* Things to do *
**1)** Reproduce the passage on the impact factor from "The Impact Factor Lives!" to "and discussing quality.", substituting "periodicals" for every occurrence of "journals".
**2)** Extend the essay on the impact factor, beginning after its final sentence.

* Selection *

The Impact Factor Lives!

You don't have to look hard to find a scientist or an editor disparaging the impact factor.

Certainly, the impact factor is a measure of limited value -- a journal's ratio of citations in one year to its scholarly output over two years -- which is mostly relevant to editors and publishers, but also to librarians purchasing journals and authors selecting journals for submissions. It does not tell you how well a particular paper performed, or how important a particular researcher is. However, by showing us the ratio of citations to scholarly articles for the prior two-year period, it provides a manageable way to measure intellectual diffusion and uptake by a relevant audience -- other published researchers and academics. This number is then trended over time, and provides an interesting framework for measuring uptake and discussing quality.

It is a measure of a journal's punching power.

Over time, it has been extended to include five-year measures, citation graphs, Eigenfactor data, and so forth. But the core metric remains the source of consternation, possibly owing to its enduring power.

* Given data *
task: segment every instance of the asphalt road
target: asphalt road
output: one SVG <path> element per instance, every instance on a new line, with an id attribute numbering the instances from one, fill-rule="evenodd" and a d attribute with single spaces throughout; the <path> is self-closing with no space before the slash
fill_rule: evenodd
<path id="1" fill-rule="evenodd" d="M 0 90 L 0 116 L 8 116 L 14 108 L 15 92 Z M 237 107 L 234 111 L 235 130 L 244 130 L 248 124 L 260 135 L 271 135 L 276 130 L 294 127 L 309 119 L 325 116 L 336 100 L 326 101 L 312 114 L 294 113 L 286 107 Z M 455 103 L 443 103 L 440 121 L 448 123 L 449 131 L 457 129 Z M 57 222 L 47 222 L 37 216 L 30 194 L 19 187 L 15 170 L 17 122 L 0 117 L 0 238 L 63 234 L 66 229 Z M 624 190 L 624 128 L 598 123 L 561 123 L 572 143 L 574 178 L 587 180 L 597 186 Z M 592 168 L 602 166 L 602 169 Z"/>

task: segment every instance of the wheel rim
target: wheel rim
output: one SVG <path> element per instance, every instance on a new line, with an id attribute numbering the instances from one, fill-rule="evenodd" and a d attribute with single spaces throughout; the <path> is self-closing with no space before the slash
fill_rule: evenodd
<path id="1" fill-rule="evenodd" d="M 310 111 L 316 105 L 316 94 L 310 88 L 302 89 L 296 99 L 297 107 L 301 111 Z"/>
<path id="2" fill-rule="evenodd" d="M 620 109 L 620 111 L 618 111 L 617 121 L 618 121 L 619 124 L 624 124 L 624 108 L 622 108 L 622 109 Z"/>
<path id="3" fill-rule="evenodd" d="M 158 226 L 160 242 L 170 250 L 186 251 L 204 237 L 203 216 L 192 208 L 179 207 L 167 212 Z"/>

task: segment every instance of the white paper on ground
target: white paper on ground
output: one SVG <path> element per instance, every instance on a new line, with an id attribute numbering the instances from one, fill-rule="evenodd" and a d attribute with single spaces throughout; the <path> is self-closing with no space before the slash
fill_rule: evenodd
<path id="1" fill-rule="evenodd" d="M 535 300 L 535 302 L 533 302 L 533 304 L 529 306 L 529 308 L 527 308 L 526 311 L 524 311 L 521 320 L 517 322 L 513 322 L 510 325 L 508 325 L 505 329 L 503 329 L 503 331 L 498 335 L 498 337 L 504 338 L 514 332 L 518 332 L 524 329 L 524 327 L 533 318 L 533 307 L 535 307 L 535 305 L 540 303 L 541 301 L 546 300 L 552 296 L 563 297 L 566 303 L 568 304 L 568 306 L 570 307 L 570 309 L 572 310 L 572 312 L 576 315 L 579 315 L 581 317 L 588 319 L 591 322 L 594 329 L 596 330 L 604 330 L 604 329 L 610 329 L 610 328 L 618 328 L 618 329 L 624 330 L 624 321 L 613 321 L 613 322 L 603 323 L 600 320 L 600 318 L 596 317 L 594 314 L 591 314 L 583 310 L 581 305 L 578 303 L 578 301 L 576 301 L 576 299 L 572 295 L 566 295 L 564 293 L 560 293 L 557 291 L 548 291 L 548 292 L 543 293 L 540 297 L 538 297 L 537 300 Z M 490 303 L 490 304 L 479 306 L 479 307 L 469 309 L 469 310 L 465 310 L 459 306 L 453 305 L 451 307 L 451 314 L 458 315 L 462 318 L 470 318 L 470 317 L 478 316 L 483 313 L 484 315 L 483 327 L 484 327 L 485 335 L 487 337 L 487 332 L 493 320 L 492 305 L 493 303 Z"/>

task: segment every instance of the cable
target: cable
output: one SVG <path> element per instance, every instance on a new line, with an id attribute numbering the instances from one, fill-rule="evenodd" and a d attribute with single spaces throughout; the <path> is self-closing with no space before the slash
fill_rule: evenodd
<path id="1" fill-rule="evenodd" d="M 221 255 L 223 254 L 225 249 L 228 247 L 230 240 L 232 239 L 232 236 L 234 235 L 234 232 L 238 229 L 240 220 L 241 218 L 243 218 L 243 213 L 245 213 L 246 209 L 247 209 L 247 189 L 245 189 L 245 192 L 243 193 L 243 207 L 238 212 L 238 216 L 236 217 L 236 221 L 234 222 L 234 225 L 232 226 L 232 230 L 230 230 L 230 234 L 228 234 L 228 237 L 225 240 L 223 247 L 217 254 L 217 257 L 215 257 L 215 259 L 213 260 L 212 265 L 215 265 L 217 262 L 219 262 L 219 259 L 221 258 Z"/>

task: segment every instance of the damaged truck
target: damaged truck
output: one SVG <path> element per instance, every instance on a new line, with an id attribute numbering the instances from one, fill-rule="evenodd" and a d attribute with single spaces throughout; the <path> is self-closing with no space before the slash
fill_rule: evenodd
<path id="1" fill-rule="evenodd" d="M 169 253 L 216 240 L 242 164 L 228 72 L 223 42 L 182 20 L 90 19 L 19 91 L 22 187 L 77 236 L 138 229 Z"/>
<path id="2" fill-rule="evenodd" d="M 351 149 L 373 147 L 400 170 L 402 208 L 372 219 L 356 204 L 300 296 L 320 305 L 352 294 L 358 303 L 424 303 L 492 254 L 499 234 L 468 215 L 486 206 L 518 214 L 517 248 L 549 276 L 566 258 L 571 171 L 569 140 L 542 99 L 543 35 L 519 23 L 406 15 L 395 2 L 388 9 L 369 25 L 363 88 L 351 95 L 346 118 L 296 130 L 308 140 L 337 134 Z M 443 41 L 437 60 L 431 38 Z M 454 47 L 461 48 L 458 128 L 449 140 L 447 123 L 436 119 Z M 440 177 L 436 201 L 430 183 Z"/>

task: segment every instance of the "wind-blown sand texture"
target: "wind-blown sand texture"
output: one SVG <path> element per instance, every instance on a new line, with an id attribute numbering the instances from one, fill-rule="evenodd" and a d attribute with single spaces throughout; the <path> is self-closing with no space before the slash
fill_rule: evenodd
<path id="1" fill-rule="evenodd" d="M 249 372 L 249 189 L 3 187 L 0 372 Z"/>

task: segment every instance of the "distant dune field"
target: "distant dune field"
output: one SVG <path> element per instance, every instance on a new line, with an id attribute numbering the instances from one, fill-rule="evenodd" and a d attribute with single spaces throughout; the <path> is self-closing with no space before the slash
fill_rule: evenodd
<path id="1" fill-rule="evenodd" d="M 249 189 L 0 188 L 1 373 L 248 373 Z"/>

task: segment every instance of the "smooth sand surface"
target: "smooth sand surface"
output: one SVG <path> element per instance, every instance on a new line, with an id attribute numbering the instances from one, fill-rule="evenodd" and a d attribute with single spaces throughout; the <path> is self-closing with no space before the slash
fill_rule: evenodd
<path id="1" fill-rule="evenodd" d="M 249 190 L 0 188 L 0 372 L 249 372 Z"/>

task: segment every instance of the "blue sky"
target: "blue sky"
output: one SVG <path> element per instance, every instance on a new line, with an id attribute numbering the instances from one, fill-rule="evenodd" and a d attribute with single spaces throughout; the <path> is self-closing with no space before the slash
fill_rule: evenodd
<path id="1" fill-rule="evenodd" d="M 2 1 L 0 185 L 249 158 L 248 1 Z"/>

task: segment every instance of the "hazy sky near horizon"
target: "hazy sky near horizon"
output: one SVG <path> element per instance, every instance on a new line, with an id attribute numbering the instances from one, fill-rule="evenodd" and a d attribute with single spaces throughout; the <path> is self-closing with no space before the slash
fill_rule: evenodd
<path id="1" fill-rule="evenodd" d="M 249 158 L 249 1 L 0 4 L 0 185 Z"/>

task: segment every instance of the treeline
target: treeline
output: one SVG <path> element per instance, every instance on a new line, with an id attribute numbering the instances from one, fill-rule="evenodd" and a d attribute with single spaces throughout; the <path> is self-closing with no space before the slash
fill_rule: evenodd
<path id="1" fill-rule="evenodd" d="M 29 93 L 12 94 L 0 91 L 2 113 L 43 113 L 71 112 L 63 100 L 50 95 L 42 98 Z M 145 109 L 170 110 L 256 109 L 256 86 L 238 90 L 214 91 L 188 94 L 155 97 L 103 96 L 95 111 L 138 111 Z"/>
--
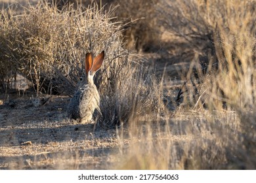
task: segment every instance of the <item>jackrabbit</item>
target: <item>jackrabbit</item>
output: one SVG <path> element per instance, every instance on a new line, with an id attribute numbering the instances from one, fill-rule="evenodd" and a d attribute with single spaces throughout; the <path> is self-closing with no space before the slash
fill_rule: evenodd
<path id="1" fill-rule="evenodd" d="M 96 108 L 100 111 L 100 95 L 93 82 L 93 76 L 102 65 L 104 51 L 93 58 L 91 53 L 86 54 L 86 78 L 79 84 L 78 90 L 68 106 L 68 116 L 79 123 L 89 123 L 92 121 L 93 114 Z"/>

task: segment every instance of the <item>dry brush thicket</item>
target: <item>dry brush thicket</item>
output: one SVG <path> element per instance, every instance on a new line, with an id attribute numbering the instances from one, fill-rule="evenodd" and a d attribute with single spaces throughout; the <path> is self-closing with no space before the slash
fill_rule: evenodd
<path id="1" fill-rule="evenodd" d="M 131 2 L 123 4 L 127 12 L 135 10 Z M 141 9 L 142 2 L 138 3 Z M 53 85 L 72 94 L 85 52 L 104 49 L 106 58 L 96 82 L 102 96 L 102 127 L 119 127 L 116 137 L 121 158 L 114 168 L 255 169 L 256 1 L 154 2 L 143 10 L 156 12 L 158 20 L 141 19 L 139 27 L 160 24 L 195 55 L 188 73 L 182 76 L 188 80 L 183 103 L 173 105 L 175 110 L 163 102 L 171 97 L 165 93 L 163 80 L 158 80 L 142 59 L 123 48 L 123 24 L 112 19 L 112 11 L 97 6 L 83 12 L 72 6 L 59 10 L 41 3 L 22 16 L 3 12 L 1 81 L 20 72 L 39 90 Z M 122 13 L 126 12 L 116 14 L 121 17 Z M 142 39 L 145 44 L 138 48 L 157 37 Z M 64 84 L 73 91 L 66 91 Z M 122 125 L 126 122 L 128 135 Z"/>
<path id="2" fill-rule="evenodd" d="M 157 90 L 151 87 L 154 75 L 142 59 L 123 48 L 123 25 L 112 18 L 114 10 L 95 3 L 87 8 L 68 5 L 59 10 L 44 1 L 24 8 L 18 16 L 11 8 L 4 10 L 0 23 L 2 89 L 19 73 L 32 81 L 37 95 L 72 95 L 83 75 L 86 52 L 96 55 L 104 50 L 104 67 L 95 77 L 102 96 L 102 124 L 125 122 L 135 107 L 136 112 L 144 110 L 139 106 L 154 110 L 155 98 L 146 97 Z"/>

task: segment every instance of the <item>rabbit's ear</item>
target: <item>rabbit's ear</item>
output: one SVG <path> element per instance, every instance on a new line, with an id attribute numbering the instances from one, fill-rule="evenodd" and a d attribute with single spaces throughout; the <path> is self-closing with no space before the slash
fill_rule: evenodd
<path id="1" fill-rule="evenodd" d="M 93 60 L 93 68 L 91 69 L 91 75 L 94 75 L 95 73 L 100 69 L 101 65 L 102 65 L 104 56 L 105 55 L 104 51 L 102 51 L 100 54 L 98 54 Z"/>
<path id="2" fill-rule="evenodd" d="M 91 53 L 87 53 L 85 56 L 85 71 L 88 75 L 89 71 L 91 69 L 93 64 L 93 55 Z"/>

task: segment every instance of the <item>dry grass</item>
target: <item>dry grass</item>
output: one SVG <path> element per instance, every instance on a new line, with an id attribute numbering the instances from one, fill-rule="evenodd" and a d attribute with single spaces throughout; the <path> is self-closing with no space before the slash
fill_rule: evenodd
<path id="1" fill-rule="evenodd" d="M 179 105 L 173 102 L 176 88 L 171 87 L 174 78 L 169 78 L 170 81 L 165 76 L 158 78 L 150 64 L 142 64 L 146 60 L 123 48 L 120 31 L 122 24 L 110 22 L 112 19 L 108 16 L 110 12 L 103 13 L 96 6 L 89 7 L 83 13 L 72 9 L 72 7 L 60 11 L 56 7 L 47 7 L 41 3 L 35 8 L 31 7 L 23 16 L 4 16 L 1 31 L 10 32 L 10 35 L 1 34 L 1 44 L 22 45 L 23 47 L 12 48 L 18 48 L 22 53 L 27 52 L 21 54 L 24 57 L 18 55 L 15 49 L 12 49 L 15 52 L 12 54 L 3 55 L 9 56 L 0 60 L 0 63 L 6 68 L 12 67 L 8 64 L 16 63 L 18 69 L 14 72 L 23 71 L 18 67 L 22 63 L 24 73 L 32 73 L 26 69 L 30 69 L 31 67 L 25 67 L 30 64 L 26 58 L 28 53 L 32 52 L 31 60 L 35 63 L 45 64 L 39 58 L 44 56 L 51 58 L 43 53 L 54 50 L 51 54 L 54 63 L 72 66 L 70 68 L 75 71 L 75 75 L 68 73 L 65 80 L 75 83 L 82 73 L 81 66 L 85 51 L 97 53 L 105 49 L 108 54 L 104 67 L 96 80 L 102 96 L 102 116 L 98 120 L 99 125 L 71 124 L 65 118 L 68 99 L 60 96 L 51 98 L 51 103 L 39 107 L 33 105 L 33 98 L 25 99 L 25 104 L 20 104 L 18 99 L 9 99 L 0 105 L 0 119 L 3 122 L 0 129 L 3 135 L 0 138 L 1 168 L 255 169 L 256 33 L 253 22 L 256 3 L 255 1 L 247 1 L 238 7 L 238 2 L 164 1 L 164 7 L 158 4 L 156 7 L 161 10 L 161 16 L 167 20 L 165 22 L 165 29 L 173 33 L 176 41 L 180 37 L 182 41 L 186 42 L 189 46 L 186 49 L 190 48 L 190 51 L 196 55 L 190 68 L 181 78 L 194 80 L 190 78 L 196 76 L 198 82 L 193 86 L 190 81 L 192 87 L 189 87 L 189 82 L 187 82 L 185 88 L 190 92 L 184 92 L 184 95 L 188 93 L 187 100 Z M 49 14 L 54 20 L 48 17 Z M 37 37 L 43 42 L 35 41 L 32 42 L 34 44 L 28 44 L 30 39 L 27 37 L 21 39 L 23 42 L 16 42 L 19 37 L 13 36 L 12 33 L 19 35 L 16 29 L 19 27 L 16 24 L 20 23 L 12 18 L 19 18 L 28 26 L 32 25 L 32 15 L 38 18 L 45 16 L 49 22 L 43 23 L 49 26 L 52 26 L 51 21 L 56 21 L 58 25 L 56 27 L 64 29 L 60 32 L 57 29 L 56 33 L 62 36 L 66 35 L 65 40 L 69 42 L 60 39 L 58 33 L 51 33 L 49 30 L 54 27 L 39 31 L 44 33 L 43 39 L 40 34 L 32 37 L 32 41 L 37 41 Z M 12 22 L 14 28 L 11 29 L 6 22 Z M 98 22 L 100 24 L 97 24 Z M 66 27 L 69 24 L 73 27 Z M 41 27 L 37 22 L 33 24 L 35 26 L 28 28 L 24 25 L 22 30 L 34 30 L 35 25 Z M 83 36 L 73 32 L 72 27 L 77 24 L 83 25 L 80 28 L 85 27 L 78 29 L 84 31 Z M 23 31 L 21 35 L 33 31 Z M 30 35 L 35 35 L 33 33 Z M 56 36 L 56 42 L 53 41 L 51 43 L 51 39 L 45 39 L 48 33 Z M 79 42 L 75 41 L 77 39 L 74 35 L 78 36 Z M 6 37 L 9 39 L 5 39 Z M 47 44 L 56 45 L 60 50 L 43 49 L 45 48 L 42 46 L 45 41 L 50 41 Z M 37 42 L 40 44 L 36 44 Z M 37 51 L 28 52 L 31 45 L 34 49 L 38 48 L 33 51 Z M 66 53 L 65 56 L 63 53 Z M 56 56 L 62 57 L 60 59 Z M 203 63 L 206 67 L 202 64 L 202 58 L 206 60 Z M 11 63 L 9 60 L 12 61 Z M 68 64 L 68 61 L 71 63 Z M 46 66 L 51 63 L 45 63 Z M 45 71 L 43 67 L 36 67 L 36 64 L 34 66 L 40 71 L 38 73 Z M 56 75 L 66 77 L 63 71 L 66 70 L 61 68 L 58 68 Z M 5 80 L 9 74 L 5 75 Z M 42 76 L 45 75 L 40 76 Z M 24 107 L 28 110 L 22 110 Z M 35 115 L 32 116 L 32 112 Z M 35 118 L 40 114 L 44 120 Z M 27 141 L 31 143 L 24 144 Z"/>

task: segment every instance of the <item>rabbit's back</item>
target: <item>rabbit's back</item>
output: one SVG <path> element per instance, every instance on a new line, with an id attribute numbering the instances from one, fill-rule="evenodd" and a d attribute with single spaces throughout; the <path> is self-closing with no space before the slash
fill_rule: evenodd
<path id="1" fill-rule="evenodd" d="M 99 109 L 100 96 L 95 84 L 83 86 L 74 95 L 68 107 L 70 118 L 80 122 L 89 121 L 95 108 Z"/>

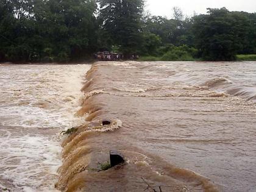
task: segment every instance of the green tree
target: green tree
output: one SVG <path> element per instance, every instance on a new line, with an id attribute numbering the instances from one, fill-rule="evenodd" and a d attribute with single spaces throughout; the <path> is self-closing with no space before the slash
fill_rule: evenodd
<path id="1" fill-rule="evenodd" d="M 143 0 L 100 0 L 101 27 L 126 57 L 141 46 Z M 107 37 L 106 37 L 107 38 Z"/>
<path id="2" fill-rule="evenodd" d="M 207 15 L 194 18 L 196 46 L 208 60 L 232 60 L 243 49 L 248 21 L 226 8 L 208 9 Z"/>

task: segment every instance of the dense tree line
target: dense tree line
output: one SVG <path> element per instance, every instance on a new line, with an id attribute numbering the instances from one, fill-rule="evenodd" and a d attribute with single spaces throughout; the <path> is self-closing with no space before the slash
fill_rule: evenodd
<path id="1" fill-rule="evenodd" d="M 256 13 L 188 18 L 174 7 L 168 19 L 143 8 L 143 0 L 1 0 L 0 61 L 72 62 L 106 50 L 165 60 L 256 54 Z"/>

* In response *
**1)**
The Impact Factor Lives!

You don't have to look hard to find a scientist or an editor disparaging the impact factor.

Certainly, the impact factor is a measure of limited value -- a journal's ratio of citations in one year to its scholarly output over two years -- which is mostly relevant to editors and publishers, but also to librarians purchasing periodicals and authors selecting periodicals for submissions. It does not tell you how well a particular paper performed, or how important a particular researcher is. However, by showing us the ratio of citations to scholarly articles for the prior two-year period, it provides a manageable way to measure intellectual diffusion and uptake by a relevant audience -- other published researchers and academics. This number is then trended over time, and provides an interesting framework for measuring uptake and discussing quality.

**2)**
Some critics have said it is a bygone measurement because libraries, often purchasing "big deal" bundles, can't use it as a meaningful buying guide anymore. Others say it is moribund because it's so flawed -- in its mathematics, and because it come from a pre-networked computational era. Others point to academia's misappropriation and misuse of it as a reason journals should abandon it. (Interesting aside -- typically, none of these critics will offer an alternative.)

Some of the objections sound downright sophisticated. At a recent meeting, a few prominent academics took issue with it because "it's an average, not a median," and because "it suggests false precision by going to three decimal places." However, a less prosecutorial assessment might lead you to some insights rather than accusations.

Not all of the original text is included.